> **原文**:
祝祭、スペクタクル、日常文化の政治学 吉見俊哉

「祝祭」について語ること

 「祝祭」について語りたい。1968年前後の知と政治をめぐる動揺のなかで、70年代にはあれほど華やかに、また熱烈に語られた祝祭についてである。あの時代、祝祭はさまざまな演劇集団や芸術家、批評家、記号学者、そして歴史家や人類学者たちが通奏する時代の共通意識となった。アルフレッド・シモンは書いている。それまでにフロイトデュルケーム、カイヨワ、バタイユなどが発展させてきた祝祭性の理論は、集団意識のなかにまだ祝祭の要求が生まれず、社会は祝祭の不在という自己認識をもたなかった時代に属する、と。シモンによれば、68年の5月革命を経て、フランスでは祝祭が、「マーケティングやさまざまなメディアで細分化された社会において、日常的人間を、労働者、消費者、観客という三重の受動性から奪還する」実践として再発見されたのだ。
 わが国において、60年代末の若者たちの反乱がどれはどの広がりをもって祝祭を再発見していったかはともかく、70年代のこの国の学問的言説が、「祝祭」というテーマを通じて知の脱構築を夢見たことは確かである。カーニバル論や道化論から社会史ブームに至るまで、さまざまに織りなされていったポストモダン的知の潮流のなかで、祝祭は、唯一のとまでは言わないまでも、人々を駆り立てた重要なモメントのひとつであった。

> **提供データ**:
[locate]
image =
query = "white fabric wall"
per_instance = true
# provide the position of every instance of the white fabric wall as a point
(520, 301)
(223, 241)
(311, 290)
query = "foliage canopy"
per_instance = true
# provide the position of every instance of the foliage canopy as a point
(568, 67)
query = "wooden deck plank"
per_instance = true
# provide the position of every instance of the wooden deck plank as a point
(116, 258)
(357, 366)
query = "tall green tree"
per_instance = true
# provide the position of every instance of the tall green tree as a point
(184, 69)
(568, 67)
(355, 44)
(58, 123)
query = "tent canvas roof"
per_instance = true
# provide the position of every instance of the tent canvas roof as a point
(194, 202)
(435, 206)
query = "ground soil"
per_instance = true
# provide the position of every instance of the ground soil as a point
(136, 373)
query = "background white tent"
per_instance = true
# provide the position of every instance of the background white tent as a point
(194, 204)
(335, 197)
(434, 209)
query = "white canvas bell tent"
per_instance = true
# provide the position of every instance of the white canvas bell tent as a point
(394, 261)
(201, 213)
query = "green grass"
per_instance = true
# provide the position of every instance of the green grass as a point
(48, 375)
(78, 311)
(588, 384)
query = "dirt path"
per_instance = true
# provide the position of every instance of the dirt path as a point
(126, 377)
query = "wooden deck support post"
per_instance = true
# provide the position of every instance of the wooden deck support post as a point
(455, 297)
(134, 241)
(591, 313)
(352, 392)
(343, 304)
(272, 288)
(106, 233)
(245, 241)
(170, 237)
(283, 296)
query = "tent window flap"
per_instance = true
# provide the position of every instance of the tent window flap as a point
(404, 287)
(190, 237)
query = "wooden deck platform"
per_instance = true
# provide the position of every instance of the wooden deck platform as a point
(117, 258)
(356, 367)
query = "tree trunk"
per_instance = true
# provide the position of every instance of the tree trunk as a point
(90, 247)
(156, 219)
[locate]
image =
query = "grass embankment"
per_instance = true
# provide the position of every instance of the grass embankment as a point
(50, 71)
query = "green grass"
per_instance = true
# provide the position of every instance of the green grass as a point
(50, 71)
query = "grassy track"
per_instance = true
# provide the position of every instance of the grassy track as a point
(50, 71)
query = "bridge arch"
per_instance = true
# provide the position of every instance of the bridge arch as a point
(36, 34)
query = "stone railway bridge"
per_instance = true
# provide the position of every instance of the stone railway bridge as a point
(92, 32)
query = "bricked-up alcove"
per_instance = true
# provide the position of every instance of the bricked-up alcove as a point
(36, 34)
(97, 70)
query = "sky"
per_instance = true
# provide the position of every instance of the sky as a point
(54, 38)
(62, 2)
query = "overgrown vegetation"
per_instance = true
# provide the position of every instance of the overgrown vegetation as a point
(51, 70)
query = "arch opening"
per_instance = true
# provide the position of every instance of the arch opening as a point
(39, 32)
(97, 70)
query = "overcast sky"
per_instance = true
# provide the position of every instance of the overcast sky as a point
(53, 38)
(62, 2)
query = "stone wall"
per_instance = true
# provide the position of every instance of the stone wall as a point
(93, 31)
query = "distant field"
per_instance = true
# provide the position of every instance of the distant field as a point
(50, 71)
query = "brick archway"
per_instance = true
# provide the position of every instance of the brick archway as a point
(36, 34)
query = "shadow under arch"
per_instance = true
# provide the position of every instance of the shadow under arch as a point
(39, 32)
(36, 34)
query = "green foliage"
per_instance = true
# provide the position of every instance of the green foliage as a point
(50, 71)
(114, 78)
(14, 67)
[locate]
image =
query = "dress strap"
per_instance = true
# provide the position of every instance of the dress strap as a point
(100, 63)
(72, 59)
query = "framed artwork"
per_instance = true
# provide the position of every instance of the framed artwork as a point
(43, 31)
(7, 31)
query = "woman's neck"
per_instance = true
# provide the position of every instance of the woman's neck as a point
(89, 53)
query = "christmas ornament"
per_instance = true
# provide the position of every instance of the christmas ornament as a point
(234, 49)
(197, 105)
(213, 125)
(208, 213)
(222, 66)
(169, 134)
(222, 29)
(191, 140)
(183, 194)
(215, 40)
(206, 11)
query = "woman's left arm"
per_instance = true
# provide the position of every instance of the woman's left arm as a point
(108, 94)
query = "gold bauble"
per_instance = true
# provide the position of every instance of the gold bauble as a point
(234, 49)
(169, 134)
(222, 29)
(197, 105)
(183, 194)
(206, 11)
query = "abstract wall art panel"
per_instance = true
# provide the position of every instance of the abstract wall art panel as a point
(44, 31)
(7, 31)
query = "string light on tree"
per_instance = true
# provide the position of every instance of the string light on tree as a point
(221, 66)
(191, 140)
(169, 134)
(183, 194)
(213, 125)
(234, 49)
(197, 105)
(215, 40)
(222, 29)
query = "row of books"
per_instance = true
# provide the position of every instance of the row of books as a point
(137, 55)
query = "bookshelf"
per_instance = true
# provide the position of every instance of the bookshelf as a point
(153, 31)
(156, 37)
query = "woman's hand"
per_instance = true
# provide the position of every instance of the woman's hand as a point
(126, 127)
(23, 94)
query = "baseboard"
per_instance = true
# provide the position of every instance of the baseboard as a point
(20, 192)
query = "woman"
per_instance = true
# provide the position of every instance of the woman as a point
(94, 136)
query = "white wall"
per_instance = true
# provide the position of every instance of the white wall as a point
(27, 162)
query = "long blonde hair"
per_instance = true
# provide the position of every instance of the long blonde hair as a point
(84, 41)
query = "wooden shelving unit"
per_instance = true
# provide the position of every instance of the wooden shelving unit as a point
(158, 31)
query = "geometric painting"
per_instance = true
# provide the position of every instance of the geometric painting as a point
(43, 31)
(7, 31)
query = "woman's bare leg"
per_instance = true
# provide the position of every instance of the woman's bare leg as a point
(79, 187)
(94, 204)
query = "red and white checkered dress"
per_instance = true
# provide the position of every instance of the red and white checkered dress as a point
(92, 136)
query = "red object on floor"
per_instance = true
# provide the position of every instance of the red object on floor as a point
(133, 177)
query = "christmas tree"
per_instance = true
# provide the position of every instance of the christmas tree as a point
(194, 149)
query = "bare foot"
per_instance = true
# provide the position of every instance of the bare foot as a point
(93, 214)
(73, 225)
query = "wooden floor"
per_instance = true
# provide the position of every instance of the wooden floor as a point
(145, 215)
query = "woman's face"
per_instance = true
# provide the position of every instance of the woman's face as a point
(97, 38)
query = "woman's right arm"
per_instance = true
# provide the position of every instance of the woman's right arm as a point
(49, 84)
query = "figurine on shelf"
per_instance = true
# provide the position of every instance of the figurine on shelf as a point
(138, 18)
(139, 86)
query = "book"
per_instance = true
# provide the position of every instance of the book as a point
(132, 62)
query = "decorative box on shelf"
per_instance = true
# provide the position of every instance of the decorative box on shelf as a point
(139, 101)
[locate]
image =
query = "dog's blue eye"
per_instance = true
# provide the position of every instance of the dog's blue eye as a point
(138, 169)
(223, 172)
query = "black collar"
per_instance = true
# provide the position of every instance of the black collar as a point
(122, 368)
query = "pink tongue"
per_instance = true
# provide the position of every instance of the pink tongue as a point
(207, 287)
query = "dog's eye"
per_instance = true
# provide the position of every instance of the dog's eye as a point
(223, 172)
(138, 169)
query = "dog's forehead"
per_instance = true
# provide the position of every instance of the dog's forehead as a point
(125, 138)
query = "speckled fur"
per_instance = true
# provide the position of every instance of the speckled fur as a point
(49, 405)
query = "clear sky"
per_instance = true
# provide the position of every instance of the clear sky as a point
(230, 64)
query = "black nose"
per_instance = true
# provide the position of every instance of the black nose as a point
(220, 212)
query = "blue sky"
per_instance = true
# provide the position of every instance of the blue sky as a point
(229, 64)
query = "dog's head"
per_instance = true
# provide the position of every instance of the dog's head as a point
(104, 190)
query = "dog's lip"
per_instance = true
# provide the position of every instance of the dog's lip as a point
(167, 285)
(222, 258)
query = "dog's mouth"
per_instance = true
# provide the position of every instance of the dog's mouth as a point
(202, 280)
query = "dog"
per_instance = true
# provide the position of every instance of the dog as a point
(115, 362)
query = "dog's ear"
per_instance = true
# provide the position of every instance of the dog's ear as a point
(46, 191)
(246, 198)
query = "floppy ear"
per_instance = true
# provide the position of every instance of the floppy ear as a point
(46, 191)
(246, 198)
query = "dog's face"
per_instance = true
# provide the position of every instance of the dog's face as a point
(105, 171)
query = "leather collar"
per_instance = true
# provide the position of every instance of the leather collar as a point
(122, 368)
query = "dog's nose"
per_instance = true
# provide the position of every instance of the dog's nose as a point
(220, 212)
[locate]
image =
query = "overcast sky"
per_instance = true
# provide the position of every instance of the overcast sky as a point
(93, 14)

> **記述課題**:
原文の「祝祭、スペクタクル、日常文化の政治学 吉見俊哉」から「なモメントのひとつであった。」までをすべて、「批評家」を「評論家」に置き換えて書き改めなさい。 これらのエントリは別の出典から取ったものである。

> **解答**:
祝祭、スペクタクル、日常文化の政治学 吉見俊哉

「祝祭」について語ること

 「祝祭」について語りたい。1968年前後の知と政治をめぐる動揺のなかで、70年代にはあれほど華やかに、また熱烈に語られた祝祭についてである。あの時代、祝祭はさまざまな演劇集団や芸術家、評論家、記号学者、そして歴史家や人類学者たちが通奏する時代の共通意識となった。アルフレッド・シモンは書いている。それまでにフロイトデュルケーム、カイヨワ、バタイユなどが発展させてきた祝祭性の理論は、集団意識のなかにまだ祝祭の要求が生まれず、社会は祝祭の不在という自己認識をもたなかった時代に属する、と。シモンによれば、68年の5月革命を経て、フランスでは祝祭が、「マーケティングやさまざまなメディアで細分化された社会において、日常的人間を、労働者、消費者、観客という三重の受動性から奪還する」実践として再発見されたのだ。
 わが国において、60年代末の若者たちの反乱がどれはどの広がりをもって祝祭を再発見していったかはともかく、70年代のこの国の学問的言説が、「祝祭」というテーマを通じて知の脱構築を夢見たことは確かである。カーニバル論や道化論から社会史ブームに至るまで、さまざまに織りなされていったポストモダン的知の潮流のなかで、祝祭は、唯一のとまでは言わないまでも、人々を駆り立てた重要なモメントのひとつであった。